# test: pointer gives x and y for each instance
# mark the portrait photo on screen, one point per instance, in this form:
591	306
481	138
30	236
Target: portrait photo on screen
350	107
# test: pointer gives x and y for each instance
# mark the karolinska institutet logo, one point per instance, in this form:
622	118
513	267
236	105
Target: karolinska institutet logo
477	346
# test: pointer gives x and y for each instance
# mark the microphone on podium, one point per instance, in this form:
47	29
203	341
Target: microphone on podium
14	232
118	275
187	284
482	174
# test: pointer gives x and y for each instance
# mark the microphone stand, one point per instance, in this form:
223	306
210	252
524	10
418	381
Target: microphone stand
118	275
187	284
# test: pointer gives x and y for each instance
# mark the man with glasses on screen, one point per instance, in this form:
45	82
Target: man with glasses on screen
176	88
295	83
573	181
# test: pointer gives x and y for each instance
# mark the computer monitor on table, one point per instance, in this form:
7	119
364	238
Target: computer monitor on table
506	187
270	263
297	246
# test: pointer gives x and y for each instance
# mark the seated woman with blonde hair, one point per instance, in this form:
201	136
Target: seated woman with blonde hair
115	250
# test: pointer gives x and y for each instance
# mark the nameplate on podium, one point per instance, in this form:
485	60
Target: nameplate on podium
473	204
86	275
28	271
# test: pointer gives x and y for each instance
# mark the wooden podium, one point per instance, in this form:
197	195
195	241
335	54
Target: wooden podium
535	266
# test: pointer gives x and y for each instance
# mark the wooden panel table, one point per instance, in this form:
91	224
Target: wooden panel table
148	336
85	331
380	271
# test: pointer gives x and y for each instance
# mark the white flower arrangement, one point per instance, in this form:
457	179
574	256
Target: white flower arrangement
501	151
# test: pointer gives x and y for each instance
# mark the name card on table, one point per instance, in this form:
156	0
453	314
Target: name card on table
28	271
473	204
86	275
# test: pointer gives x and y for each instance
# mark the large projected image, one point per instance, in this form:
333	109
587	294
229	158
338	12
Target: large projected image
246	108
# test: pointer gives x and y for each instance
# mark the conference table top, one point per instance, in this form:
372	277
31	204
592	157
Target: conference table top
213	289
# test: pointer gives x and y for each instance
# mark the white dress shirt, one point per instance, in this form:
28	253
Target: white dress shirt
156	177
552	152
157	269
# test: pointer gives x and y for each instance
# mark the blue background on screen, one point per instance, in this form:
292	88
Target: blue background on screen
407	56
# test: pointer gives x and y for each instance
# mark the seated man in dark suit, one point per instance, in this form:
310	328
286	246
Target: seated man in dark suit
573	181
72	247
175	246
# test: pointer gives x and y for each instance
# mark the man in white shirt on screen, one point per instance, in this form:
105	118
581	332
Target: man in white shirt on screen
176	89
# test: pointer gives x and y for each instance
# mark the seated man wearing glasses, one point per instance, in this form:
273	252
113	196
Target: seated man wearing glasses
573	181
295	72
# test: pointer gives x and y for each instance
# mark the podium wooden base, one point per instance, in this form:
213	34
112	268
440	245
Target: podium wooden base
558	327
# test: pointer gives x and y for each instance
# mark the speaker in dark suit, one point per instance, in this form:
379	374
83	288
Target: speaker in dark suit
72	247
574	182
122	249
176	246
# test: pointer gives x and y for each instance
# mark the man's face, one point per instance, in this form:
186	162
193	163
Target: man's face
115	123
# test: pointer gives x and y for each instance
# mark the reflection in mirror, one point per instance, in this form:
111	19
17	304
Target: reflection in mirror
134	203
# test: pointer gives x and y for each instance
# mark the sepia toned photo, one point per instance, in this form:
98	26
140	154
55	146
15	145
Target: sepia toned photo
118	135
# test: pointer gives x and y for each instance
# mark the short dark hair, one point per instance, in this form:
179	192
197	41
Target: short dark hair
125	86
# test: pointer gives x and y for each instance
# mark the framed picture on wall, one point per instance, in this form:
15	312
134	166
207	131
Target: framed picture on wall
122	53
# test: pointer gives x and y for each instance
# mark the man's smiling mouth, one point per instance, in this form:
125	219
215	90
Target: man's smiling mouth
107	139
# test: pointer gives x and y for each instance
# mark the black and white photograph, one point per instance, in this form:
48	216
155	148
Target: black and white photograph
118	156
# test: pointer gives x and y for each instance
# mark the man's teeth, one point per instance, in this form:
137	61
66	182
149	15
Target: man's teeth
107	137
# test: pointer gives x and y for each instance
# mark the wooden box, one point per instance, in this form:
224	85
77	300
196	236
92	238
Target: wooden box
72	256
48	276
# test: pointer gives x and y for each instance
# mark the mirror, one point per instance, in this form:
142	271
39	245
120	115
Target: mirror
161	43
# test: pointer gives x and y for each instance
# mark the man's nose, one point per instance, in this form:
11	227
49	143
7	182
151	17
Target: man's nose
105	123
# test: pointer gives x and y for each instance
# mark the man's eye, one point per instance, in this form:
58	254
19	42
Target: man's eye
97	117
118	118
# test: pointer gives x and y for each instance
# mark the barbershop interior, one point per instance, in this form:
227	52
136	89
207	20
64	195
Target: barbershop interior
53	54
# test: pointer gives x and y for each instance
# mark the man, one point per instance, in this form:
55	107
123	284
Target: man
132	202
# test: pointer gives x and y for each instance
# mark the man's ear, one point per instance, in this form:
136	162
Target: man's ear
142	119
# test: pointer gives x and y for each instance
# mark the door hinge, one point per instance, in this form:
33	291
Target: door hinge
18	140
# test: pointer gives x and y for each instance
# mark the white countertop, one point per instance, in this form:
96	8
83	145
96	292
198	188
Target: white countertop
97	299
● ● ● ●
Go back to the listing above and please repeat it exactly.

● RESPONSE TO THE TASK
# test: pointer gives x and y for each instance
# mark the portrait photo on screen, one point per instance, in this form:
591	306
481	138
30	236
Target: portrait photo on screen
350	107
# test: pointer gives x and y for each instance
# mark the karolinska institutet logo, one point per instance, in this form:
622	118
513	267
236	105
Target: karolinska institutet logo
477	346
# test: pointer gives x and y for each instance
# mark the microphone on podium, one point per instance, in this form:
47	29
203	341
Target: microphone on podium
14	232
118	275
187	284
482	174
# test: pointer gives x and y for each instance
# mark the microphone stand, one point per instance, in this form:
223	306
210	252
524	10
418	381
Target: microphone stand
118	275
187	284
# test: pointer gives x and y for each instance
# mark the man with glasses on screen, one point per instance, in this form:
45	82
Target: man with glasses on screen
176	88
295	83
573	181
# test: pointer gives x and y for each instance
# mark the computer monitor on table, one point per instance, in this form:
7	119
364	238
Target: computer monitor on table
506	187
270	263
297	246
# test: pointer gives x and y for each instance
# mark the seated woman with blonde hair, one point per instance, in this form:
201	136
Target: seated woman with blonde hair
115	250
# test: pointer gives x and y for each instance
# mark the nameplate on podium, one point per instance, in this form:
485	60
Target: nameplate on podium
473	204
86	275
28	271
# test: pointer gives x and y for each instance
# mark the wooden podium, one point per instance, in this form:
197	195
195	241
335	54
Target: wooden podium
535	266
# test: pointer gives x and y for each instance
# mark the wooden panel table, one point per instance, in this form:
91	224
Target: wooden panel table
148	336
85	331
380	271
# test: pointer gives x and y for each instance
# mark the white flower arrangement, one point per instance, in this form:
457	179
574	256
Target: white flower arrangement
501	151
# test: pointer gives x and y for each instance
# mark the name card on table, one point per instance, in this form:
156	0
453	314
Target: name card on table
28	271
473	204
86	275
# test: pointer gives x and y for each instance
# mark the large projected image, one point per instance, in this form:
333	109
587	294
229	158
338	12
Target: large projected image
246	108
# test: pointer gives x and y for each instance
# mark the conference table top, one point per instance, in this form:
372	277
31	204
592	157
Target: conference table top
213	289
# test: pointer gives x and y for each instance
# mark the white dress shirt, one point per instance, in this form:
28	253
Target: white dress shirt
156	177
552	152
157	269
# test: pointer gives x and y for each instance
# mark the blue background on screen, one point per instance, in this form:
292	88
Target: blue background on screen
407	56
# test: pointer gives x and y for each instance
# mark the seated man in dark suit, one point per instance, in this form:
310	328
286	246
Target: seated man in dark suit
573	181
72	247
175	246
# test: pointer gives x and y for each instance
# mark the man in white shirt on screen, one point per instance, in this form:
105	118
581	332
Target: man in white shirt on screen
176	89
# test: pointer gives x and y for each instance
# mark the seated man wearing glasses, one point per instance, in this form:
273	252
113	196
Target: seated man wearing glasses
573	181
295	72
# test: pointer gives x and y for each instance
# mark the podium wooden base, one point per instance, in this form:
213	34
112	268
440	245
Target: podium wooden base
558	327
# test: pointer gives x and y for each instance
# mark the speaker in dark suit, one point per instance, in this form:
379	374
83	288
Target: speaker in dark suit
72	247
574	182
122	249
176	246
# test: pointer gives x and y for each instance
# mark the man's face, one point per instance, in this form:
186	162
193	163
Target: man's face
115	123
# test: pointer gives x and y for each instance
# mark the reflection in mirror, one point per instance, in this form:
111	19
17	304
Target: reflection in mirror
134	203
# test: pointer gives x and y for each instance
# mark the sepia toned photo, one point per instance, in this form:
98	26
140	154
55	146
15	145
Target: sepia toned photo
118	135
# test: pointer gives x and y for each instance
# mark the short dark hair, one point per instance, in this form:
179	192
197	41
Target: short dark hair
125	86
# test: pointer gives x and y for each instance
# mark the framed picture on wall, one point per instance, in this form:
15	312
134	166
207	131
Target: framed picture on wall
122	53
# test: pointer gives x and y for each instance
# mark the man's smiling mouth, one point per instance, in this form:
125	219
215	90
Target: man's smiling mouth
107	139
# test: pointer gives x and y for each instance
# mark the black and white photograph, one point per instance, in this form:
48	216
155	148
Target: black and white photograph
118	156
# test: pointer gives x and y for each instance
# mark the man's teeth, one point per instance, in this form:
137	61
66	182
149	15
Target: man's teeth
107	137
# test: pointer gives x and y for each instance
# mark the wooden box, one point per instance, in this form:
224	85
77	300
196	236
92	238
Target: wooden box
72	256
48	276
# test: pointer gives x and y for each instance
# mark the mirror, one point per instance, in this form:
142	271
39	245
120	115
Target: mirror
161	43
# test: pointer gives x and y for each instance
# mark the man's nose, one point per instance, in this form:
11	227
49	143
7	182
151	17
Target: man's nose
105	123
# test: pointer gives x and y for each instance
# mark the man's eye, one point per instance, in this form:
58	254
19	42
Target: man's eye
97	117
118	118
# test: pointer gives x and y for each instance
# mark the barbershop interior, one point per instance, in this form:
227	52
136	89
207	20
64	195
Target: barbershop interior
53	54
# test: pointer gives x and y for each instance
# mark the man, one point per instance, in this form:
55	107
123	284
Target: man
132	202
# test: pointer gives x and y for each instance
# mark the man's ear, one point per instance, in this form:
136	162
Target: man's ear
142	119
# test: pointer gives x and y for each instance
# mark the door hinge, one point per instance, in this form:
33	291
Target: door hinge
18	140
# test: pointer gives x and y for each instance
# mark the white countertop, one point per instance, in this form:
96	8
83	145
96	292
198	188
Target: white countertop
97	299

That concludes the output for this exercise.